(Entries from an annotation dataset)
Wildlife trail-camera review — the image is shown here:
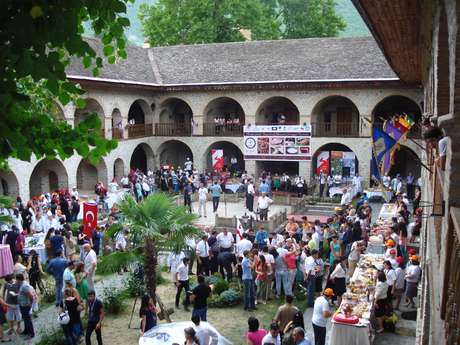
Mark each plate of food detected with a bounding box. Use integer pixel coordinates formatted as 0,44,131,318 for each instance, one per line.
286,147,299,155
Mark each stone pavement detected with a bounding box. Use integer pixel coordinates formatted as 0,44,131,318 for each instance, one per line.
6,274,125,345
192,198,291,226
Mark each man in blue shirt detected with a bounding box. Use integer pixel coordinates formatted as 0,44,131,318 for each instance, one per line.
46,252,69,307
241,250,255,311
209,181,222,213
259,180,270,194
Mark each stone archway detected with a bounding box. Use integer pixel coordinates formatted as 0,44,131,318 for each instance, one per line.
256,96,300,125
203,141,245,173
0,171,19,198
29,159,69,197
129,143,155,174
74,98,105,132
155,98,193,136
157,140,193,168
77,159,107,193
113,158,125,182
311,143,359,179
311,96,359,137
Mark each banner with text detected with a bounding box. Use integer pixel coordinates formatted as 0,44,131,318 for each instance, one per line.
244,125,311,161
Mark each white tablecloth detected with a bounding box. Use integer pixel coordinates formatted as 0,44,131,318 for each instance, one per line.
364,189,393,201
329,322,371,345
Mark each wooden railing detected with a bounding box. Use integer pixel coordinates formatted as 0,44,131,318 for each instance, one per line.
127,123,153,138
154,123,192,137
203,123,244,137
311,122,359,137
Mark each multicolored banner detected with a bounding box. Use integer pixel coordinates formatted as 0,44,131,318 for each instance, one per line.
211,149,224,172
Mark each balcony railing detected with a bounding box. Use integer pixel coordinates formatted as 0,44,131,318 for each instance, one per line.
127,123,153,138
203,123,244,137
311,122,359,137
154,123,192,137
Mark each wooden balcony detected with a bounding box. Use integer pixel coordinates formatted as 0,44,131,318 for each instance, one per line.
203,123,244,137
154,123,192,137
311,122,360,137
127,123,153,139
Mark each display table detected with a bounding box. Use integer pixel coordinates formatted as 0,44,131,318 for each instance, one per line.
0,244,14,277
329,320,372,345
378,204,398,220
24,234,47,262
364,189,393,201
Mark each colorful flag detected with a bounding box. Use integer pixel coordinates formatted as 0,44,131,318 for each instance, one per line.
83,202,97,238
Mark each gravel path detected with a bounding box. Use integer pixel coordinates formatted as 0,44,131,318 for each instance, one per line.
6,274,126,345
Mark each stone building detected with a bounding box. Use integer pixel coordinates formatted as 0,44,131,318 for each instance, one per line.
353,0,460,345
0,37,423,200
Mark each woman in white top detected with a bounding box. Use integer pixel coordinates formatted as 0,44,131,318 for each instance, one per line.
329,257,347,305
374,271,388,333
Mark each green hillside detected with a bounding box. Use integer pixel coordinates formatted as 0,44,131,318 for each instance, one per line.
89,0,370,45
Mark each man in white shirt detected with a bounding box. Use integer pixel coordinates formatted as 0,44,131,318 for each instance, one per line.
176,258,190,311
236,233,252,258
192,315,219,345
198,183,208,218
262,322,281,345
196,234,210,276
246,180,256,212
217,228,235,252
167,251,185,284
311,288,334,345
257,193,273,221
83,243,97,291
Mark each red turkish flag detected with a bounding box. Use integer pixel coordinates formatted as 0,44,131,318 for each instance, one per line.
83,202,97,238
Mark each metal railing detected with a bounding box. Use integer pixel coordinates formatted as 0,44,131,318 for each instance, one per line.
126,123,153,138
153,123,192,137
203,123,244,137
311,122,360,137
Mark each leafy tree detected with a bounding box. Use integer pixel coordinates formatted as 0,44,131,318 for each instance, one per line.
98,193,200,296
0,0,132,168
139,0,280,46
279,0,346,38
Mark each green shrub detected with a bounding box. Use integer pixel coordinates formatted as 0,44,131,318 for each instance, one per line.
36,327,67,345
212,278,229,295
102,287,127,315
208,289,242,308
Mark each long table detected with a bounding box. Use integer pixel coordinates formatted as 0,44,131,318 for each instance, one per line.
329,254,384,345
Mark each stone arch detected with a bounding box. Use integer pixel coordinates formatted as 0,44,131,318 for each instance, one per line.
74,98,105,129
0,171,19,198
113,158,125,182
311,96,359,137
389,145,422,179
112,108,123,139
29,159,69,197
155,97,193,136
77,159,108,193
129,143,155,174
157,140,193,168
311,143,360,178
372,95,422,135
203,141,245,173
256,96,300,125
434,1,450,116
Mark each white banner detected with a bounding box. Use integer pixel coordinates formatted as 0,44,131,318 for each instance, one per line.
244,125,311,161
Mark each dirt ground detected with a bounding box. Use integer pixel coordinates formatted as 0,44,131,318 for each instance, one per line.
99,274,294,345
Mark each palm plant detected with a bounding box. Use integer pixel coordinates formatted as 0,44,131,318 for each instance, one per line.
98,193,200,296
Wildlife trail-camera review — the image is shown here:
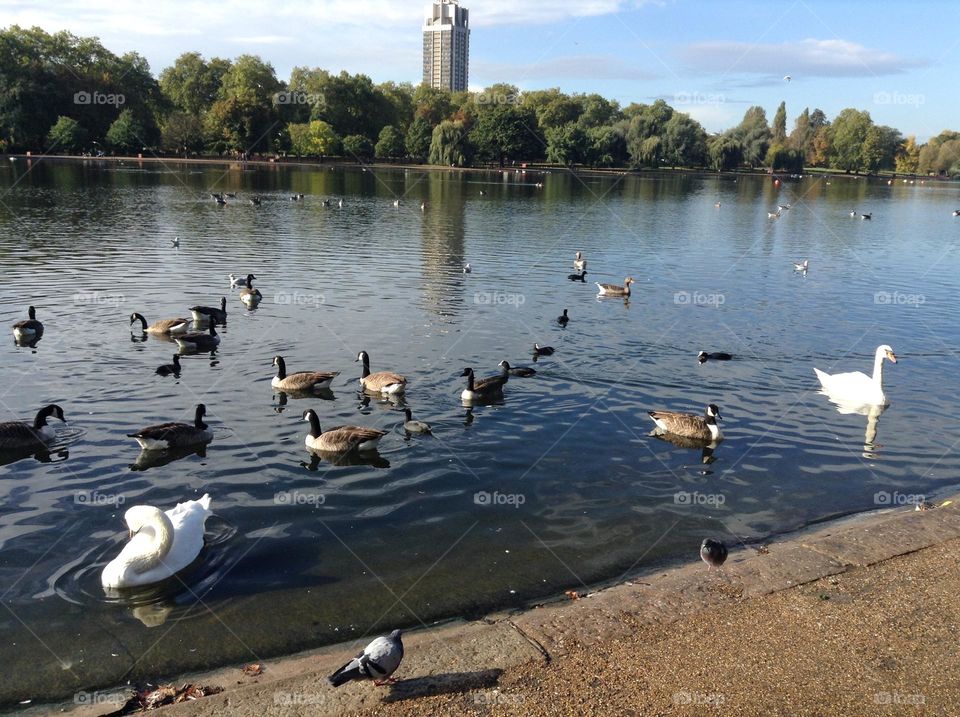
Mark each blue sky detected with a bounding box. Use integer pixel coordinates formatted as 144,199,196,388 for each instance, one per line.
0,0,960,140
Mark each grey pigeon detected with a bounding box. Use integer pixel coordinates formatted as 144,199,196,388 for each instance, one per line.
700,538,727,568
327,630,403,687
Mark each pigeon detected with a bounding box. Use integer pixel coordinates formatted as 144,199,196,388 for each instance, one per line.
327,630,403,687
700,538,728,569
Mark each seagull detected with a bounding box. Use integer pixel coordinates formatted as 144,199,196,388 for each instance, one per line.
700,538,728,570
327,630,403,687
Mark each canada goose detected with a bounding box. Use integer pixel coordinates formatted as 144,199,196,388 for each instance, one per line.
13,306,43,341
303,408,387,453
157,354,180,376
240,274,263,308
127,403,213,451
173,324,220,351
130,312,190,336
594,276,634,296
700,538,729,570
648,403,723,441
0,403,67,451
697,351,733,363
460,368,507,401
403,408,432,433
190,296,229,325
270,356,340,391
497,361,536,377
354,351,407,395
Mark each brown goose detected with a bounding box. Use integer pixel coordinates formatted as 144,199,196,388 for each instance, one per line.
460,368,509,401
595,276,634,296
648,403,723,441
127,403,213,451
130,312,190,336
270,356,340,391
354,351,407,395
13,306,43,341
0,403,66,451
303,408,387,453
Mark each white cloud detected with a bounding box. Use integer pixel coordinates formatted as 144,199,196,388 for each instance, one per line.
680,38,928,82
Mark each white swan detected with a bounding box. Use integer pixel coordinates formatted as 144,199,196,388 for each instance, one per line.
813,344,897,406
100,494,211,588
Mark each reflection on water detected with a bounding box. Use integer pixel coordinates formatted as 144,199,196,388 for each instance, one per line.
0,162,960,698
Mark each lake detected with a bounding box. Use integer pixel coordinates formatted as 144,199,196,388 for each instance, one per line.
0,159,960,703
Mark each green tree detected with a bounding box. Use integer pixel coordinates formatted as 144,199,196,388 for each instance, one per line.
374,124,407,159
47,116,87,153
106,110,145,154
430,120,473,167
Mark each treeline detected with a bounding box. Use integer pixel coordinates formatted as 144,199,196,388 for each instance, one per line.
0,26,960,176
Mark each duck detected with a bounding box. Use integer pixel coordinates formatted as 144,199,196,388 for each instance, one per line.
130,311,190,336
240,274,263,308
173,324,220,351
700,538,730,570
100,493,212,589
354,351,407,395
648,403,723,441
813,344,897,406
303,408,387,453
190,296,229,326
594,276,634,296
0,403,67,451
270,356,340,391
697,351,733,363
156,354,180,376
127,403,213,451
497,361,537,377
460,368,507,401
403,408,433,434
13,306,43,341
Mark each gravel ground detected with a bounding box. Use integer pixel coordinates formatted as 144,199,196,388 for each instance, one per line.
355,540,960,717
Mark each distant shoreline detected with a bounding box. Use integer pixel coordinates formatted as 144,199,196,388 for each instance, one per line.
0,154,940,182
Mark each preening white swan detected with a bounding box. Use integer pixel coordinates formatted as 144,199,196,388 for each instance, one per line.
100,494,211,588
813,344,897,406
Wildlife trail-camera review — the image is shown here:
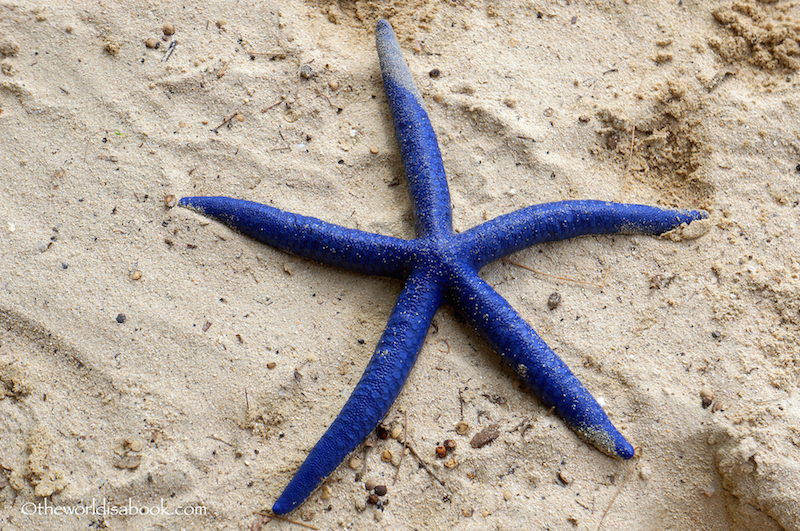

WHAT TO WORK ON:
Scale the records from the line with "Mark each man in blue" up to and including the line with "329,322,371,345", writing every line out again with the requests unchanged. Multiply each bounding-box coordinate in the answers by 0.3 and round it to a whole number, with halves rounded up.

EXERCISE OUTPUT:
Mark each man in blue shirt detected with a bounding box. Use integer pixel coordinates formatted as 0,44,131,318 for each instance, one per line.
14,76,21,92
72,75,77,93
63,54,67,64
78,54,81,58
Mark each stone archway detected with a bounding box. Use integer pixel coordinates formatted as 0,44,131,318 for each instance, one per line.
77,29,90,38
61,42,74,52
0,51,6,59
9,48,21,59
39,43,47,52
22,29,32,40
47,29,58,41
47,42,58,50
23,48,32,58
34,47,38,55
93,43,108,54
93,29,108,41
Mark each banner with text detected with a bounding box. Use integer pixel coordinates formatted as 0,44,131,318 for each instance, one per line.
73,38,93,48
Mark each white tablecloth detected with a bounding box. Use integer pixel coordinates formatted as 0,44,131,318 for each instance, one per line.
109,57,118,60
99,97,111,104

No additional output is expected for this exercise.